begin

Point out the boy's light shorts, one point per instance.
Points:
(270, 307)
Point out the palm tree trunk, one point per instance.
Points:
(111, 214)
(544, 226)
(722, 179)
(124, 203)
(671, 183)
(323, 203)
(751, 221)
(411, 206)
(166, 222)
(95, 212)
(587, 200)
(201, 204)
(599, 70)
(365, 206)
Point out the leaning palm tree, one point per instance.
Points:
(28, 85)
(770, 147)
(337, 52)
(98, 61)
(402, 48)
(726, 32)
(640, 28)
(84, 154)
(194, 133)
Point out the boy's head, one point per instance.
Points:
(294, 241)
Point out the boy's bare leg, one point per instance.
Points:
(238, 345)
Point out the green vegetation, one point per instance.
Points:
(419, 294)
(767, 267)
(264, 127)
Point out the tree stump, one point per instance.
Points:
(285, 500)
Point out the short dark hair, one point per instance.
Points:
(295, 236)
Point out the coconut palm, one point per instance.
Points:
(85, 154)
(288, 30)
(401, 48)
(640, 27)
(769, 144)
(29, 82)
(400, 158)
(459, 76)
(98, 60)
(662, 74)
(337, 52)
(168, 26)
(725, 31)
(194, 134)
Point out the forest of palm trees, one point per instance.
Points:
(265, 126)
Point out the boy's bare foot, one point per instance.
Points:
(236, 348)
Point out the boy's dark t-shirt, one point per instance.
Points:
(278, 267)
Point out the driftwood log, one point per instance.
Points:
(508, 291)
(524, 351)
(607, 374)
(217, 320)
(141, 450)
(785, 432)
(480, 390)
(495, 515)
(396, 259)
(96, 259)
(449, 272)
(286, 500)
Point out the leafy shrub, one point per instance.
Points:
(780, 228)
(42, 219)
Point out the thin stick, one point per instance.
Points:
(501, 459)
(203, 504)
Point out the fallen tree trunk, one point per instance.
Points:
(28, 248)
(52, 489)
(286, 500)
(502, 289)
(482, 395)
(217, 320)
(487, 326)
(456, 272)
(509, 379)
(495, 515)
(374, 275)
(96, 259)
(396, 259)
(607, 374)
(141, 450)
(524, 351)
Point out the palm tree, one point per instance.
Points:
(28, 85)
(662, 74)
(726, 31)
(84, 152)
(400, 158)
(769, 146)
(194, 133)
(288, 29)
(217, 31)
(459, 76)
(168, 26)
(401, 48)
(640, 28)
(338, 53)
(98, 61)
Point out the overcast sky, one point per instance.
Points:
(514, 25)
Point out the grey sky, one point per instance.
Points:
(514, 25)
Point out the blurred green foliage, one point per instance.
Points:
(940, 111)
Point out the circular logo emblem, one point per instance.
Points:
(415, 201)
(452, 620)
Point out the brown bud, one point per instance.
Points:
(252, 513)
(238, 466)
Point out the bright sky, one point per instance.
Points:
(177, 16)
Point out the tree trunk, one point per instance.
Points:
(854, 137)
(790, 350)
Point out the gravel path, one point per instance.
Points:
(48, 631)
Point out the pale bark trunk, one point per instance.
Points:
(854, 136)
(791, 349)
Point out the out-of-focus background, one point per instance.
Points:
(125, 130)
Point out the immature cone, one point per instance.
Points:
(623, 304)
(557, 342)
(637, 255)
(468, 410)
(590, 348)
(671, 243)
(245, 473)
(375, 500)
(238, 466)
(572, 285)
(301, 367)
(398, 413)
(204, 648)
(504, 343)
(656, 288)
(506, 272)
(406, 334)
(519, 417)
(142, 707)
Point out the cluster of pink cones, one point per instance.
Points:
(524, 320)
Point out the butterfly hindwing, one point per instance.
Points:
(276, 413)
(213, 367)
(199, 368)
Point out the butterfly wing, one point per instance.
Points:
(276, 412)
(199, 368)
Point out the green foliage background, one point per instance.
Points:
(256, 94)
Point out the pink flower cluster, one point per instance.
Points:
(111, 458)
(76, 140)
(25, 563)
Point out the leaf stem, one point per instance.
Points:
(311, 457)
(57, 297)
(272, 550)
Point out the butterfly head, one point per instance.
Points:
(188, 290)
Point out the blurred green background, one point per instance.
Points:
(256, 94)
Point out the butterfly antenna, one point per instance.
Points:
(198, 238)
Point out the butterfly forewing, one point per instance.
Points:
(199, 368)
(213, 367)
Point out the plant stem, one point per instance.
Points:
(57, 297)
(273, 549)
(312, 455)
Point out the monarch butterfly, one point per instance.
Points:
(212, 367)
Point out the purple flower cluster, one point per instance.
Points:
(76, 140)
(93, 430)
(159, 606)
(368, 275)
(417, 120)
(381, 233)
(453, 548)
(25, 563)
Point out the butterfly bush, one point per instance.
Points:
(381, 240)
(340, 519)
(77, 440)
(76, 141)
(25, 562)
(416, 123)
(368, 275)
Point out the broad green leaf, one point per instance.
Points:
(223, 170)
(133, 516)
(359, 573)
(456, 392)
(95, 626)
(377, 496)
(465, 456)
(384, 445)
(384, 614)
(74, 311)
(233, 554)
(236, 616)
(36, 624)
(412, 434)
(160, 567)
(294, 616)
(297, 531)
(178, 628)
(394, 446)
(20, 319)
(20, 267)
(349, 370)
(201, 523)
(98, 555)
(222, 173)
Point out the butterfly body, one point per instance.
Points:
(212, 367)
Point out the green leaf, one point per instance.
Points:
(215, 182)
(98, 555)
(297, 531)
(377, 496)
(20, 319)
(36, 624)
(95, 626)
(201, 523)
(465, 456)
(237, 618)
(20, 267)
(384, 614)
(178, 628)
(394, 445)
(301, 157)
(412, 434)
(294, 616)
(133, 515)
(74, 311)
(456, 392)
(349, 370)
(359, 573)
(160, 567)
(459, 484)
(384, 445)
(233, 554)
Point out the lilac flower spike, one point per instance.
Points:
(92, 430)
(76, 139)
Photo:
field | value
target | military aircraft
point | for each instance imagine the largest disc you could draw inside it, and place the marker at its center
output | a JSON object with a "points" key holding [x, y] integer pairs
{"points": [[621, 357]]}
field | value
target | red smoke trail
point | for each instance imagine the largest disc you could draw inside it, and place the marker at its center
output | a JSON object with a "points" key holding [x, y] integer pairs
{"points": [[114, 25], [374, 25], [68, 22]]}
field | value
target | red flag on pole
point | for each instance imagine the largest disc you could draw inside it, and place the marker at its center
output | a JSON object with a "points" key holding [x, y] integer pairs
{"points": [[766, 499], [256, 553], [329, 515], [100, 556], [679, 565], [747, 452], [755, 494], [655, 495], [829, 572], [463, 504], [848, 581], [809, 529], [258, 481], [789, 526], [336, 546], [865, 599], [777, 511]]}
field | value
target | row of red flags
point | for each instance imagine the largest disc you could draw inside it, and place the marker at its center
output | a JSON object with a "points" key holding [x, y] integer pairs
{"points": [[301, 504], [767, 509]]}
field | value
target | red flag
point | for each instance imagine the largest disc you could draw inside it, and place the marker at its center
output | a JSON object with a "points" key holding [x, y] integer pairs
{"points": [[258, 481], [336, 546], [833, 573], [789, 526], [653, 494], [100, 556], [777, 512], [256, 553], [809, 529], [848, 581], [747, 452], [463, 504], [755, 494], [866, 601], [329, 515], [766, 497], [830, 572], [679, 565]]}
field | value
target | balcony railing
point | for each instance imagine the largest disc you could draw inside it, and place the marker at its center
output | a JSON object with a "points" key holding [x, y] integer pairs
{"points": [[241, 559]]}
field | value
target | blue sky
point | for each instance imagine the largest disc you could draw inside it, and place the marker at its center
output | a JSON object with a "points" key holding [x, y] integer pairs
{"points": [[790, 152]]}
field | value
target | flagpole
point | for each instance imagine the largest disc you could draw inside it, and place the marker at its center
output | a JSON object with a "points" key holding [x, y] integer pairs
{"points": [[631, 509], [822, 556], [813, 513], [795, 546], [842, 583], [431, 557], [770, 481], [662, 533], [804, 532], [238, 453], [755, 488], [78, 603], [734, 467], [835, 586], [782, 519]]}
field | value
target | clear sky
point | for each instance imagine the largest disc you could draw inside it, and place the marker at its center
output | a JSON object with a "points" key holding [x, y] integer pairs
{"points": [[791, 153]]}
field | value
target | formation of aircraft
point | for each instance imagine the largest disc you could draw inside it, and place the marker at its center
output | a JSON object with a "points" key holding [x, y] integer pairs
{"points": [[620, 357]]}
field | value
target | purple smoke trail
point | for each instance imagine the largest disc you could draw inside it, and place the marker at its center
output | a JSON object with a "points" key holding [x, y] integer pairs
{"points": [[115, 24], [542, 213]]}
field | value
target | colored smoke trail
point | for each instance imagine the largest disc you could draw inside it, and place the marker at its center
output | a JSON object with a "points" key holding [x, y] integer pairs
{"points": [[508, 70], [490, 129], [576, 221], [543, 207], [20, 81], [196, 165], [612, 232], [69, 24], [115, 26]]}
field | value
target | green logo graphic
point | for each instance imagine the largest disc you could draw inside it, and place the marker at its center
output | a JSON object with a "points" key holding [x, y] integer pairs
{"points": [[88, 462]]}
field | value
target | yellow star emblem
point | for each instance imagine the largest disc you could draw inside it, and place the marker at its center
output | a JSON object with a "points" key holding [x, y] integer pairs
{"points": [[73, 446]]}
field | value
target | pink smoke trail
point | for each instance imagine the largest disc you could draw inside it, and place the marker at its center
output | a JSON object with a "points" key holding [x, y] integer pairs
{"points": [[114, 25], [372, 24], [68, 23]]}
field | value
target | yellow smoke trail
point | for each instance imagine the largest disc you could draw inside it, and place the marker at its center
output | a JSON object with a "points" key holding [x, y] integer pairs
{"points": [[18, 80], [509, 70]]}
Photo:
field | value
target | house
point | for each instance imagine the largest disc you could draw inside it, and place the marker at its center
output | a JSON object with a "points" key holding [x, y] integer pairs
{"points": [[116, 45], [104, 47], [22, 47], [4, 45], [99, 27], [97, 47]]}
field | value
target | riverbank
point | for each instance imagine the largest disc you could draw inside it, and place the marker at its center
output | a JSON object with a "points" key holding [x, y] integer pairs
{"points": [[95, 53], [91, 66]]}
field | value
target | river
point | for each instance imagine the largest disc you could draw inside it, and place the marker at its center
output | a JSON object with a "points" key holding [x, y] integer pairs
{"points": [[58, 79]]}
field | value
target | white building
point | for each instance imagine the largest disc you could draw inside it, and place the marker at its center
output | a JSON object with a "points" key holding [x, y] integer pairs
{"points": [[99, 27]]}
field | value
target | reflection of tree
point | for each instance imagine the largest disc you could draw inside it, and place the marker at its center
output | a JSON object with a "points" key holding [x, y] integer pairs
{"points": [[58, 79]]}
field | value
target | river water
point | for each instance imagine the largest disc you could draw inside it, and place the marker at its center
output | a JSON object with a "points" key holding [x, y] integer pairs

end

* Exercise description: Collect each line of the rows above that contains the string "logo", matching case exactly.

* Result below:
Point out the circular logo emblem, one point per instance.
target | green logo graphic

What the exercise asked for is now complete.